# [PAGE]
BEGIN
# Cutting my Zoysia low today!



## vanawesome (Jul 17, 2017)

I'll have before and after pics. But everything I've been reading says I need to have my zoysia at 1.5" I've been keeping it at about 3-3.5. It's crazy thick so I'm going to bag it, I'm guessing it will fill the bag up 6-7 times.

The reason I want to do this, is so I can level the ground out. The soil has a lot of lumps on it and I feel like I'll be able to do a better job leveling with the grass cut short.

I won't get started on this till after the main heat of the day, around 4pm. (high of 82 today and around the same for the next 10 days) So if anybody thinks this is a terrible idea, let me know! haha. I'll update later with pictures.

My plan of attack is to lower the mower one notch at a time and mow the entire yard until i'm at 1.5.

first step.... sharpen my blade...


----------



## raldridge2315 (Jul 1, 2017)

Don't forget water and fertilizer to help bring it through the heat.


----------



## jayhawk (Apr 18, 2017)

Yes, sharp blade  Have you considered a dethather or vertical cutter?

What variety are we discussing?


----------



## vanawesome (Jul 17, 2017)

jayhawk said:


> Yes, sharp blade  Have you considered a dethather or vertical cutter?
> 
> What variety are we discussing?


Does the very cutter help level the yard? It's zynith zoysia.


----------



## jayhawk (Apr 18, 2017)

It'd help open up the canopy. ..see what your dealing with.....the zenith I've seen is a dense mat, plus fescue sized blades.


----------



## vanawesome (Jul 17, 2017)

Ok... Here it is at just below 2 inches. 10+ bag fills, doesn't look as scalped as I was expecting! I like it nice and short like this. Wondering if I should take it all the way down to the lowest setting on the mower. I'm at the 2nd lowest now.

My mowers lowest is 1 3/8"

The darker green areas are the ryegrass that's still marbled in. Only about 6 weeks ago I'd say there was at least 2x the amount of rye in there.
END
# [LISTED RECORDS]
BEGIN
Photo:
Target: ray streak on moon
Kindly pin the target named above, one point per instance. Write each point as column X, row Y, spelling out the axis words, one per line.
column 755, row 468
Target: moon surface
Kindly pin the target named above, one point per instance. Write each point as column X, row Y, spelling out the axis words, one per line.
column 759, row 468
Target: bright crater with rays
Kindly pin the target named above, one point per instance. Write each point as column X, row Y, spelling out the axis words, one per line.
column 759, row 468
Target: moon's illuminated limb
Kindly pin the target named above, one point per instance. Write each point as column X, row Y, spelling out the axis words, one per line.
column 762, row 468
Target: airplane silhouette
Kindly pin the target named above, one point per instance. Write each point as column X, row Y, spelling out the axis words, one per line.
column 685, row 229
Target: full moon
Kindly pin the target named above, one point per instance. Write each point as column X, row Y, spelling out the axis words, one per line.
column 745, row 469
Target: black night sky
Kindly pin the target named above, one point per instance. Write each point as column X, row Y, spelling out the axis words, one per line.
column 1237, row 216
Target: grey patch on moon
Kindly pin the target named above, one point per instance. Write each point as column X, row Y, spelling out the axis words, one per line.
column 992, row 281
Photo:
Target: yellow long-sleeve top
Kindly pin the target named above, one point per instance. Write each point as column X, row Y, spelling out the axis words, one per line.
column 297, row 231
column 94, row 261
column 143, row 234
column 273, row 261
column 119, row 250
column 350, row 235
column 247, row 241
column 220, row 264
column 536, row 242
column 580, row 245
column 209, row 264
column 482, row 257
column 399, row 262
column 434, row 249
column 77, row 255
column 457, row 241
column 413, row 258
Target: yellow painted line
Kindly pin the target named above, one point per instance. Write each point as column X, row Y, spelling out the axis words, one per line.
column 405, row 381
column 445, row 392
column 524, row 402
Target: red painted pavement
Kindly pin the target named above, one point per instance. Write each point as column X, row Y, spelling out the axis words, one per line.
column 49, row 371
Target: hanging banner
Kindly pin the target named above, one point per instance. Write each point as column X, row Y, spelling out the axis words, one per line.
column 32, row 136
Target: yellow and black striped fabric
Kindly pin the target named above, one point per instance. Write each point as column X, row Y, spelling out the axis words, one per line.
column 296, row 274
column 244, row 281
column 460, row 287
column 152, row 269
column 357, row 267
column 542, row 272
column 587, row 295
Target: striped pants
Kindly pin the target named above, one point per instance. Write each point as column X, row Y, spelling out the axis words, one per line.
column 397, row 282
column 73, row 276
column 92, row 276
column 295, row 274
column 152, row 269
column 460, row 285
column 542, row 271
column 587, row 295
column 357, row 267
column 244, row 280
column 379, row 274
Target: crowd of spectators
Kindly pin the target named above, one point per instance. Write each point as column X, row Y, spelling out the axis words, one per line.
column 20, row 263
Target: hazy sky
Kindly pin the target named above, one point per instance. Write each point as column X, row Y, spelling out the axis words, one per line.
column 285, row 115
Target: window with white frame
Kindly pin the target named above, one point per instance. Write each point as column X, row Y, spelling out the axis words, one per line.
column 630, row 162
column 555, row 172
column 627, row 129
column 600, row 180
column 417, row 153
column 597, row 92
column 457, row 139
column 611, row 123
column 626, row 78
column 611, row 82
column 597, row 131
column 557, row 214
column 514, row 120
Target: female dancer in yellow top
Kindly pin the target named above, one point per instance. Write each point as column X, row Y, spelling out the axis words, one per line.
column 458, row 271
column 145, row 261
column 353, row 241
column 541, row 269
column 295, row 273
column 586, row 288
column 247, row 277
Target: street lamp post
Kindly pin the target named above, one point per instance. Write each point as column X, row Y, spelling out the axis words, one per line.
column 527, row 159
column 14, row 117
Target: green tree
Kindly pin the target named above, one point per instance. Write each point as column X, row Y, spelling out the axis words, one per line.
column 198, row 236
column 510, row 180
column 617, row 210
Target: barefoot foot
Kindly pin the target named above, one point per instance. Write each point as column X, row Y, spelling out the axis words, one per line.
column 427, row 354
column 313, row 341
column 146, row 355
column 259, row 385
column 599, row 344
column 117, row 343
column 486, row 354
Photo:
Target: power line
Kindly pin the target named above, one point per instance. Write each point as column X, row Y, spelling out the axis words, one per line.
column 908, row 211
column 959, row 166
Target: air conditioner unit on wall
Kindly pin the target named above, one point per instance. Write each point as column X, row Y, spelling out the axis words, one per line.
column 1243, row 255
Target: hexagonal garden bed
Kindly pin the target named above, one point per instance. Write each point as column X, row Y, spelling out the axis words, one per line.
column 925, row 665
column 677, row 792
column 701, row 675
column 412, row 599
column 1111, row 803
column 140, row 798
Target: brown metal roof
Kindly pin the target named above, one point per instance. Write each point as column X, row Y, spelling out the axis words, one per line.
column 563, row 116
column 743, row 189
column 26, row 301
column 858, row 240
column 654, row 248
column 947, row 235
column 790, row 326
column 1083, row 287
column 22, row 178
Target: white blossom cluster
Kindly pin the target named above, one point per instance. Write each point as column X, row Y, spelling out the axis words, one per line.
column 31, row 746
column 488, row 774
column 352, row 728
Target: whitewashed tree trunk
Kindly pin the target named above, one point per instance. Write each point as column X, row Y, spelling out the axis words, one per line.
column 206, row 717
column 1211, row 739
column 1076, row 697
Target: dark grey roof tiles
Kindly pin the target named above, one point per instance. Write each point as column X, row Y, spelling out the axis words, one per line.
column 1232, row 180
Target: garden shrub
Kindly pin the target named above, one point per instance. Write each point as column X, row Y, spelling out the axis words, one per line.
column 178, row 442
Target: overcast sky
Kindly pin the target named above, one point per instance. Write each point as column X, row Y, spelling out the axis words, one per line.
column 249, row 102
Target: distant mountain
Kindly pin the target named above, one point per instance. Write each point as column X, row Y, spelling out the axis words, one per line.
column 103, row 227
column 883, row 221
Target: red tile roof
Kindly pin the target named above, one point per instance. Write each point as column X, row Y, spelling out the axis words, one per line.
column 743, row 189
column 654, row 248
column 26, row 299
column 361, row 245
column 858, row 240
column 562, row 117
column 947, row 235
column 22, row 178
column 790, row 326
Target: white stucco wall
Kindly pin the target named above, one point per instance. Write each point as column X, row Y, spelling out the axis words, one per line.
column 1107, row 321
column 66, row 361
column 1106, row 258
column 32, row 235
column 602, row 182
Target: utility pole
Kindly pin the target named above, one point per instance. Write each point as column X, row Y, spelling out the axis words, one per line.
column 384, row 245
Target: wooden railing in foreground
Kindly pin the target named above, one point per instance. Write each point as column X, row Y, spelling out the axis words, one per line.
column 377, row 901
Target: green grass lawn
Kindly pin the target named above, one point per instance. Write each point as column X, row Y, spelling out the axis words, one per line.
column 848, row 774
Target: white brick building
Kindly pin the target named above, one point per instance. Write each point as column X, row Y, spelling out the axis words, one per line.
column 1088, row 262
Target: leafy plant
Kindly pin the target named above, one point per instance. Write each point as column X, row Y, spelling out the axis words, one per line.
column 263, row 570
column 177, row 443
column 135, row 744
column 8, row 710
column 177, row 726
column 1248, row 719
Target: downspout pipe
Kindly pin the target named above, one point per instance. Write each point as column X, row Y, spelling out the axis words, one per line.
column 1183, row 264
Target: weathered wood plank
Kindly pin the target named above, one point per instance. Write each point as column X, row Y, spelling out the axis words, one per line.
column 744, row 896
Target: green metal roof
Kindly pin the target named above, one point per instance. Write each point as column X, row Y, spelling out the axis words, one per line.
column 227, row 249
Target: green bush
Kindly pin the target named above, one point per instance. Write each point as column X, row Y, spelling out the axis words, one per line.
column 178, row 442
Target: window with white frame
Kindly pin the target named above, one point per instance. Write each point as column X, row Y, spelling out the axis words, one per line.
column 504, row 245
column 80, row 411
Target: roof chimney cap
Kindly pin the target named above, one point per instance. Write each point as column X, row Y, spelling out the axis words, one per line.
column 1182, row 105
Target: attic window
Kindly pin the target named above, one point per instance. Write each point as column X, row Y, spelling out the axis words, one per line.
END
# [REQUIREMENTS]
- 1) From the zoysia thread, return the part that opens with the words containing "I won't get" and closes with "later with pictures.", copied verbatim.
- 2) According to the zoysia thread, what is the lowest cutting height of the mower owned by the person who started the thread?

# [EXERCISE RESPONSES]
- 1)
I won't get started on this till after the main heat of the day, around 4pm. (high of 82 today and around the same for the next 10 days) So if anybody thinks this is a terrible idea, let me know! haha. I'll update later with pictures.

- 2) 1 3/8 inches.